**TASK OBJECTIVE:** Could you reproduce every record below exactly, excluding all pictures?

+++ RECORDED DATA

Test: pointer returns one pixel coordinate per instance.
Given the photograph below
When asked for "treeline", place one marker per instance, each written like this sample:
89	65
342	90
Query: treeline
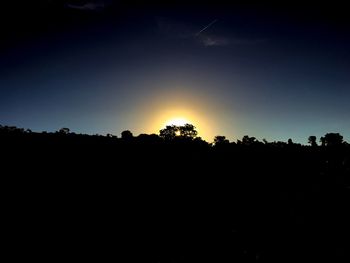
174	197
186	132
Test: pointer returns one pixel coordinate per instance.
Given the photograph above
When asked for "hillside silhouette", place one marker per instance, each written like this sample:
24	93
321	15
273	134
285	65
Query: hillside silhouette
174	197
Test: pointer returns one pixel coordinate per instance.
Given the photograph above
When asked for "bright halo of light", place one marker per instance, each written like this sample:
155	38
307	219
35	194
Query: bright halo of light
178	121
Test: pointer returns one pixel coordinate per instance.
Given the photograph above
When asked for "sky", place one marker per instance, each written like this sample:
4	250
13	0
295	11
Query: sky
273	71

++++++

**THE COMPLETED TASK:**
Test: pointer returns one pixel coordinate per instance.
Given the photograph below
When asked for "treeline", place one marker per instance, each written like this sample:
89	65
342	90
Query: treeline
174	197
186	132
Test: pointer returns one pixel coordinate per instance.
Given the photograph above
When asked for "hillside silhouette", place one marker per instance, each written like this sample:
24	93
321	15
273	134
285	65
Query: hillside silhouette
174	197
Test: pointer returns one pixel coordinate per instance.
Given the photograph above
When asked for "bright halo of light", place one marker per instance, each written like this sample:
155	38
307	219
35	194
Query: bright halo of light
178	121
Test: pointer returns one pixel coordinate per instance.
Given the photograph above
When asked for "sky", place one marker per instance, each written like this sample:
4	250
13	0
295	11
Query: sky
273	71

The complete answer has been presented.